## REQUIREMENTS
Transcribe, without any changes, the part of the material below that opens with the line containing "Target: lizard front leg" and continues through the last line of the material.

## DATASET EXTRACT
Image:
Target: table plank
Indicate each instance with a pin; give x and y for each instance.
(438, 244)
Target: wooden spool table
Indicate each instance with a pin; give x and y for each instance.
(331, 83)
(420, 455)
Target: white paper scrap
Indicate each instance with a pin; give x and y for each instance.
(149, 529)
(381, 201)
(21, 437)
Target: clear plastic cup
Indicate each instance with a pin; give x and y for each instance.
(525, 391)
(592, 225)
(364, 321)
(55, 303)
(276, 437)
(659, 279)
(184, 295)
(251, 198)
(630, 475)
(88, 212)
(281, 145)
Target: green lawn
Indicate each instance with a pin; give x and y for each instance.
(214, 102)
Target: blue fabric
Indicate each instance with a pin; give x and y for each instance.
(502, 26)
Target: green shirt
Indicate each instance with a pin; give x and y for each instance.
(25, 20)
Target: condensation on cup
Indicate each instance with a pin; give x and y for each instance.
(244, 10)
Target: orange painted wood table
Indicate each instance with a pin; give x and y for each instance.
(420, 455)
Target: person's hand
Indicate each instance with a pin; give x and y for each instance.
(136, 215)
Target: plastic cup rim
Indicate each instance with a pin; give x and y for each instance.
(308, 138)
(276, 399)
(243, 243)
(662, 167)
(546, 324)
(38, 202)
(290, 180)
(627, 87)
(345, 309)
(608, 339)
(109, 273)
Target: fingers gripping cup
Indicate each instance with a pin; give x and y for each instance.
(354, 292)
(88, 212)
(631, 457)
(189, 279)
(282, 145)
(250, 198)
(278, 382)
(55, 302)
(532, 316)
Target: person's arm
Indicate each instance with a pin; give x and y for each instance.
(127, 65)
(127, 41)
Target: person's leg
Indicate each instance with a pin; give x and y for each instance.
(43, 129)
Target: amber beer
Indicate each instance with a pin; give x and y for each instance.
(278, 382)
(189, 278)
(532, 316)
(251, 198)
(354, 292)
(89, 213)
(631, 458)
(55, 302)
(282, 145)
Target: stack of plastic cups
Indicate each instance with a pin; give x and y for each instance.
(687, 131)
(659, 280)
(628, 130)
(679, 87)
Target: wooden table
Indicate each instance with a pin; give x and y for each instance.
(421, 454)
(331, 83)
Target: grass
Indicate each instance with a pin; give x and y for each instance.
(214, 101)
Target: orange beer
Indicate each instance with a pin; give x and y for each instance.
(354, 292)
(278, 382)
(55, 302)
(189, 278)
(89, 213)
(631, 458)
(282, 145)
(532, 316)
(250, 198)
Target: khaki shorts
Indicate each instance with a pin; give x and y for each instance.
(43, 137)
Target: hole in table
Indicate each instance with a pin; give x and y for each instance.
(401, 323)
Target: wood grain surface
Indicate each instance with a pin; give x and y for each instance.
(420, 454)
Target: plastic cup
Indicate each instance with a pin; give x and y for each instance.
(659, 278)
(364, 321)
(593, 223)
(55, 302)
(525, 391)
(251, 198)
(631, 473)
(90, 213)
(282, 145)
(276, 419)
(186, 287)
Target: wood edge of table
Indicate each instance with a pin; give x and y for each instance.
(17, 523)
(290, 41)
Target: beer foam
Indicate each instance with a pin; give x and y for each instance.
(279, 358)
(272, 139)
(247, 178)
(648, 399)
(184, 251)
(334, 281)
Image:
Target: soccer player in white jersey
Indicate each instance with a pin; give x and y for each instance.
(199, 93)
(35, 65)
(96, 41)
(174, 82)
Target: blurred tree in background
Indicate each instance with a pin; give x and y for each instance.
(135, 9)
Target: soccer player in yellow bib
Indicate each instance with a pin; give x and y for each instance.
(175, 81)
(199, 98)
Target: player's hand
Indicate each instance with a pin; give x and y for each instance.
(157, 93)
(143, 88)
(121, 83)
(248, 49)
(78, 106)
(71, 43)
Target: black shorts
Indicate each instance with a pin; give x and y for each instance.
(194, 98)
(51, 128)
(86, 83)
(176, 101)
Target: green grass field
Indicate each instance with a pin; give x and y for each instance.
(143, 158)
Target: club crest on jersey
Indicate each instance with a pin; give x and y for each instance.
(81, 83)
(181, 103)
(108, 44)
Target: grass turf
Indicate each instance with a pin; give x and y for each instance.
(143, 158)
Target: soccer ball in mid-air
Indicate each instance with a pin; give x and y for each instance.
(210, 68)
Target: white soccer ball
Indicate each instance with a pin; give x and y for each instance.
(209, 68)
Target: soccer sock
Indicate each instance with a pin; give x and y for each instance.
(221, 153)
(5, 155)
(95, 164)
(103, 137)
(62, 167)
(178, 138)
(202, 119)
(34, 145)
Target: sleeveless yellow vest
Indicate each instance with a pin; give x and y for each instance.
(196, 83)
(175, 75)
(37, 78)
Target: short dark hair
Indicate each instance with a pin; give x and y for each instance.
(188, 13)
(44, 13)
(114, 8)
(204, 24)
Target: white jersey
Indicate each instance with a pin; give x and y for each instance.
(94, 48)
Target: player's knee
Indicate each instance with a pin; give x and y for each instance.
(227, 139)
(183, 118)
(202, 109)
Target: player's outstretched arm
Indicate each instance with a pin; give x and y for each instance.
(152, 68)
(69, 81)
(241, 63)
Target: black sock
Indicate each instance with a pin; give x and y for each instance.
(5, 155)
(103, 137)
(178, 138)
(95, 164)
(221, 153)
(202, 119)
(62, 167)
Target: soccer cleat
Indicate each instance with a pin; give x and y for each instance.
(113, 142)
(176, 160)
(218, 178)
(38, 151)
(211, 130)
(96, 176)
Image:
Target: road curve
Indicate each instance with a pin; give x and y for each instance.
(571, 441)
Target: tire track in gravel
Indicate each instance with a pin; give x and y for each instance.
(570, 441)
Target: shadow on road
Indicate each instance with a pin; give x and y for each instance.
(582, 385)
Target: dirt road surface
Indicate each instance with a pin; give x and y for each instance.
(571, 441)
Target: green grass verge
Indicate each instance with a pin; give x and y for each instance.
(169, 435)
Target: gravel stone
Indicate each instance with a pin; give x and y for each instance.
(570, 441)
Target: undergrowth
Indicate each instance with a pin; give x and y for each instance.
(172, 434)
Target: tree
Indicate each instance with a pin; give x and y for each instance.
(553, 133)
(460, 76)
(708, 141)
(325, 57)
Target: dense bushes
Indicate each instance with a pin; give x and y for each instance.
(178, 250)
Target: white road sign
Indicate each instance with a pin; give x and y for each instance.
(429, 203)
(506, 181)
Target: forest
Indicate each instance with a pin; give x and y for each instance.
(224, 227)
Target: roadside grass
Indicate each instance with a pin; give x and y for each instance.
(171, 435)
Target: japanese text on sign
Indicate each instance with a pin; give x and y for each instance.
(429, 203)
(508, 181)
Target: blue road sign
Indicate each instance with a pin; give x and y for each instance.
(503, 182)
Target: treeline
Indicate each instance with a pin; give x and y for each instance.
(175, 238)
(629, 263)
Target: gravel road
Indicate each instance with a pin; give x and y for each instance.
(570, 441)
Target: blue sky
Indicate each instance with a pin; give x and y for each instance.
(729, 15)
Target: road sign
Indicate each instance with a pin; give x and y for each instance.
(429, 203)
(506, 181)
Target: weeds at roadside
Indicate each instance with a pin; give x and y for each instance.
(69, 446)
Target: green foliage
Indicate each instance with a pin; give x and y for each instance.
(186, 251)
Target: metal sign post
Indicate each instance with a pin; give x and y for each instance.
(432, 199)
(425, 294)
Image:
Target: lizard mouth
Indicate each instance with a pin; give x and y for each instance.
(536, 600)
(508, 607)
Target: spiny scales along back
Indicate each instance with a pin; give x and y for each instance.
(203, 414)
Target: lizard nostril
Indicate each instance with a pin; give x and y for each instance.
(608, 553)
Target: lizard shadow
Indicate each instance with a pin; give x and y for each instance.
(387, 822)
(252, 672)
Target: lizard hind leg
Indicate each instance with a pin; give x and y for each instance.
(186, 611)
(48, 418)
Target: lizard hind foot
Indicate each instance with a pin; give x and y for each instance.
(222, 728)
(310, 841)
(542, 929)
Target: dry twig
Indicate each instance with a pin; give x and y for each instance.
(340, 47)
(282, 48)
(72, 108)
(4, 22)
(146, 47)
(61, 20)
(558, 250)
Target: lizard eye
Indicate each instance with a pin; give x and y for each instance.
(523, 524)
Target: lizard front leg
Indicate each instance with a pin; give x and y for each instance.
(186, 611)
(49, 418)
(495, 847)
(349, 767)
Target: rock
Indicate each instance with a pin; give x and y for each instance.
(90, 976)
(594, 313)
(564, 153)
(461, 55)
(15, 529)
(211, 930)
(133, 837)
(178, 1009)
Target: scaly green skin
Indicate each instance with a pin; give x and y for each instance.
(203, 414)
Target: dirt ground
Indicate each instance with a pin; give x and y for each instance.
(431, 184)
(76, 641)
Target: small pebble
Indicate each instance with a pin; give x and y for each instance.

## FINAL RESULT
Target: lizard front leg
Indicate each instance with a pin; give x and y for each instance.
(186, 611)
(49, 418)
(495, 847)
(349, 767)
Target: rock
Indicate each instance with a pin; give x and y for each instance.
(90, 976)
(594, 313)
(564, 153)
(461, 55)
(15, 529)
(211, 930)
(133, 837)
(178, 1009)
Target: scaly green skin
Indicate each instance with a pin; give x and y for each instance.
(203, 414)
Target: dirt ground
Indicate each instance with a pin; give x and y for each instance.
(431, 184)
(76, 641)
Target: small pebble
Indicate each instance with a pin; give x and y for each instance.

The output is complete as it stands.